PROBLEM :: Quote the coronavirus news roundup word for word, giving the stretch from "Latest on the" through "continues to fall.".

Latest on the worldwide spread of the coronavirus

(Reuters) – Britain said on Thursday that there were lumps and bumps in the global vaccine supply chain that were causing slower than expected deliveries and scolded the European Union for threatening to slap a ban on vaccine exports.


  • AstraZeneca said its scheduled vaccine deliveries to Britain were unaffected and Pfizer said it was on track to meet its delivery targets, after Britain said it would see a significant reduction in the amount of shots available at the end of the month due to a cut in supply.
  • More than 3.79 million people in England who are clinically extremely vulnerable will no longer have to shield from April 1 as the number of cases and hospitalisations continues to fall.
  • France saw the biggest one-day jump in cases on Wednesday since its second lockdown in November and the government prepared to further tighten limits on movement.


  • Brazil’s far-right President Jair Bolsonaro said he was happy that supporters have been staging anti-social distancing protests, on the same day as the country registered more than 90,000 new cases for the first time.
  • Paraguayan opposition lawmakers lost a bid to impeach President Mario Abdo over the government’s handling of the pandemic.
  • The United States is investing $12.25 billion on ramping up COVID-19 testing to help schools reopen safely and promote testing equity among high-risk and under-served populations.


  • India and Pakistan reported a big jump in new infections, driven by a resurgence in cases in their richest states.
  • Pakistan has reversed a decision which had allowed uncapped prices for vaccines imported by private firms.
  • South Korea’s capital, Seoul, defended a decision to order coronavirus tests for all foreign workers on penalty of fines, as calls grew for the measure to be rescinded.
  • Thailand will procure an additional 100,000 doses of China’s Sinovac vaccine to be used and paid for by businesses, in the first phase of a private sector vaccination scheme.

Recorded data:
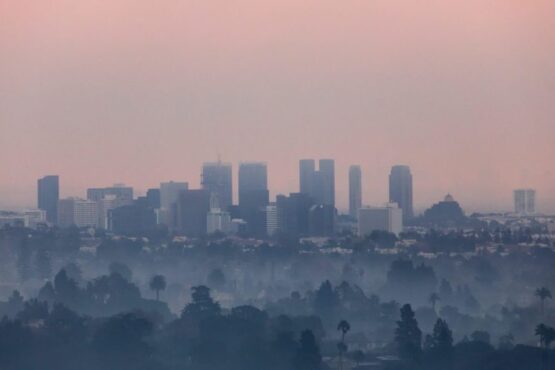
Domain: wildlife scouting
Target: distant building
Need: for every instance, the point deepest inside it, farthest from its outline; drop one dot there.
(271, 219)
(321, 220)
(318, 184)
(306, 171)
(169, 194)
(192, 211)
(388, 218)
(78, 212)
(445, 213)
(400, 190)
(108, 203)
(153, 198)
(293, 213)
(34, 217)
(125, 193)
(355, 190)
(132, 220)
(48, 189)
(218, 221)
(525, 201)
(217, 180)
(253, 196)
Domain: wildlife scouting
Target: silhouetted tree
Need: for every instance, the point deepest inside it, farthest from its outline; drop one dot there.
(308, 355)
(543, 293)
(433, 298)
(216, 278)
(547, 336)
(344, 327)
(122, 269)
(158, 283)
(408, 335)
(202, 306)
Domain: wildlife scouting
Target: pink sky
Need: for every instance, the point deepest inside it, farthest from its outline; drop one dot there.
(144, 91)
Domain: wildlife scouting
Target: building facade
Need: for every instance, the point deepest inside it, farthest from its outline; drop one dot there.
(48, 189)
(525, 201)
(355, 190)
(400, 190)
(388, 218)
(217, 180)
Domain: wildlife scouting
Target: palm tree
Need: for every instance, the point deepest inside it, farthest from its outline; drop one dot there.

FINISHED TASK ::
Latest on the worldwide spread of the coronavirus

(Reuters) – Britain said on Thursday that there were lumps and bumps in the global vaccine supply chain that were causing slower than expected deliveries and scolded the European Union for threatening to slap a ban on vaccine exports.


  • AstraZeneca said its scheduled vaccine deliveries to Britain were unaffected and Pfizer said it was on track to meet its delivery targets, after Britain said it would see a significant reduction in the amount of shots available at the end of the month due to a cut in supply.
  • More than 3.79 million people in England who are clinically extremely vulnerable will no longer have to shield from April 1 as the number of cases and hospitalisations continues to fall.